Exercise directions: Reproduce every one of the records below word for word, leaving out the pictures.

───── Given data

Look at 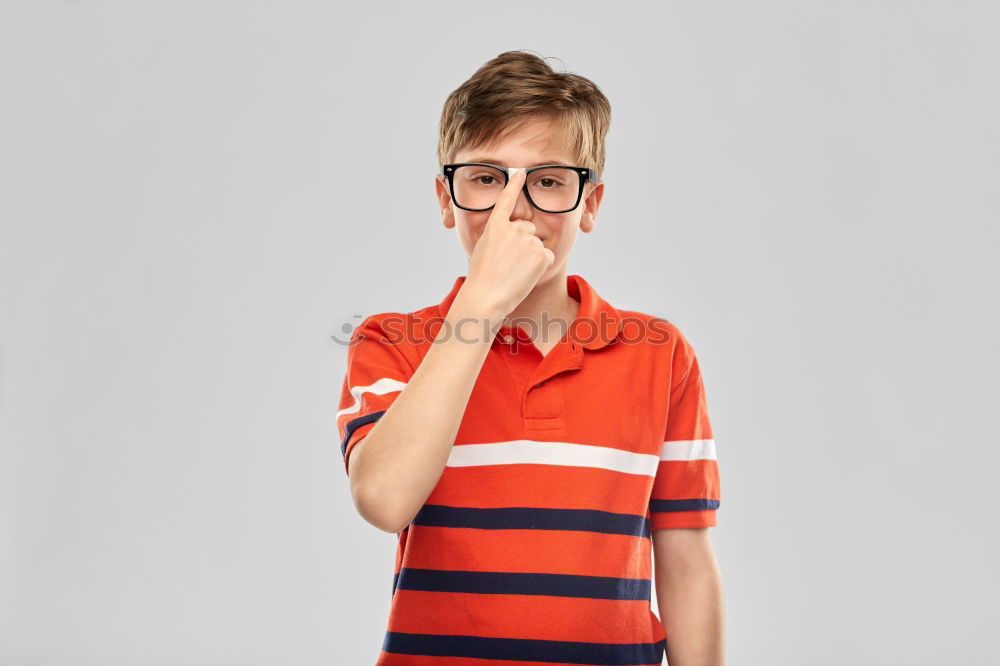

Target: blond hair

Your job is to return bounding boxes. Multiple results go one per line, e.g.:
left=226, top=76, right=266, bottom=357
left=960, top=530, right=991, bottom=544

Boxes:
left=438, top=51, right=611, bottom=174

──────────

Task result:
Look at 

Target: blond hair

Your job is to return bounding boxes. Multiple results go one per line, e.g.:
left=226, top=76, right=266, bottom=357
left=960, top=530, right=991, bottom=544

Boxes:
left=438, top=51, right=611, bottom=174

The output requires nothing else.